WHAT THE TASK ASKS. Nothing may be added, dropped, or altered; restate the listing word for word.

----------------

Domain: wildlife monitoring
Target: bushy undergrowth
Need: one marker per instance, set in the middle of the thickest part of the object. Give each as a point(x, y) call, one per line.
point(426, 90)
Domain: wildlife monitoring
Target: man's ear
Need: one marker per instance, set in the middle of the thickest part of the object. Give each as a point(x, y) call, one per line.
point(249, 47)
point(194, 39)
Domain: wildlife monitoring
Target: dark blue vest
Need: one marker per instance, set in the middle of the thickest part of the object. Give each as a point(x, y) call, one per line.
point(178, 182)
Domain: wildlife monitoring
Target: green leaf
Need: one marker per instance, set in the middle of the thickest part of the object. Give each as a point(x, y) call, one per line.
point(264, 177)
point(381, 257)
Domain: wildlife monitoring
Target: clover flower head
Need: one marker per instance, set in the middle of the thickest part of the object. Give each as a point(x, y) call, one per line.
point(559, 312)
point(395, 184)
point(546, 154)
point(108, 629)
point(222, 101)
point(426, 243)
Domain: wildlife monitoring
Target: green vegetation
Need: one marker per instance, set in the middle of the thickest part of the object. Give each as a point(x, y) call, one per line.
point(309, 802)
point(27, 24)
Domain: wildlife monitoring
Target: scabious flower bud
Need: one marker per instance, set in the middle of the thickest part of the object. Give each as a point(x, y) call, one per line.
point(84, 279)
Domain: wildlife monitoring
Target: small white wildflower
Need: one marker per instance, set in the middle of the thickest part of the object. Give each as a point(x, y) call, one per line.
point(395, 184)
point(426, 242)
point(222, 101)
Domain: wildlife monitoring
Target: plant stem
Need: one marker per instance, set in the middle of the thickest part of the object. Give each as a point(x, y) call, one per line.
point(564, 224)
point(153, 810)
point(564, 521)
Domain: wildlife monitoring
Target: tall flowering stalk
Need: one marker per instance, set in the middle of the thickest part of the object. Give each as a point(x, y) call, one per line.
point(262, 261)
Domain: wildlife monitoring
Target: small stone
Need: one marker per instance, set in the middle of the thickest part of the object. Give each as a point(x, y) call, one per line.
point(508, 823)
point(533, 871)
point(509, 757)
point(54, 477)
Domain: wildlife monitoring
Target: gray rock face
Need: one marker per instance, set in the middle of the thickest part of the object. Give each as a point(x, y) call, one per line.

----------------

WRITTEN RESPONSE.
Domain: wildlife monitoring
Target: bushy undergrowth
Need: one marker per instance, set in the middle of the thickest part of the object. Give each as a point(x, y) call, one per line.
point(426, 90)
Domain: wildlife monitoring
Target: man's ear
Need: one marker per instance, set in the middle of the thickest part of the object. Give each as a point(x, y) call, one per line.
point(249, 47)
point(194, 39)
Domain: wildlife monitoring
Target: dark blue vest
Need: one marker per instance, set in the middle of the thickest part of the object. Give each as a point(x, y) call, one per line.
point(178, 182)
Domain: wildlife monitoring
Target: green leaf
Need: one marker per instance, set in the middle of the thickest part of the object. Give each as a point(x, y) call, one per line.
point(264, 177)
point(381, 257)
Domain: wildlife monitoring
Target: clover flower head
Need: one marker per instance, set in the middle of the thickest part of the object. Give each as a point(x, y) call, one per line.
point(559, 312)
point(395, 184)
point(546, 154)
point(108, 629)
point(222, 101)
point(426, 243)
Domain: wildlife monitoring
Target: green vegetation
Need: one marker per instance, set in the middle of the thickest part of the object. Give each as a point(x, y) call, one per line.
point(309, 802)
point(27, 24)
Domain: wildlife monitoring
Target: scabious flower bud
Need: one marker per instance, set in the middle of the thickest part of the object. Give each as a point(x, y) call, one per line.
point(84, 279)
Domain: wildlife monitoring
Target: small white wildflower
Need: one marker per instance, set in the middle of the thickest part of the object. Give each as a point(x, y) call, one per line.
point(395, 184)
point(426, 242)
point(222, 101)
Domain: wildlife monitoring
Target: plant stem
Need: one marker per instance, set in the middle of the thickest part of the object. Give each as a point(x, y) call, one per line.
point(564, 224)
point(153, 810)
point(564, 521)
Domain: wildlife monitoring
Target: tall flowering stalk
Need: one marker per instance, set in the middle of the thickest part of the object. Give each as a point(x, y) call, one per line.
point(262, 261)
Domain: wildlife monitoring
Target: small stone
Need: one marker per instance, set in the middle of the thickest part of the object. Give each as a point(x, y) call, one per line.
point(508, 823)
point(533, 871)
point(509, 757)
point(54, 477)
Domain: wildlife monitoring
Target: gray rock face
Need: one marker per instance, set in the middle of the thickest part of the object. Give each as a point(x, y) call, one per line.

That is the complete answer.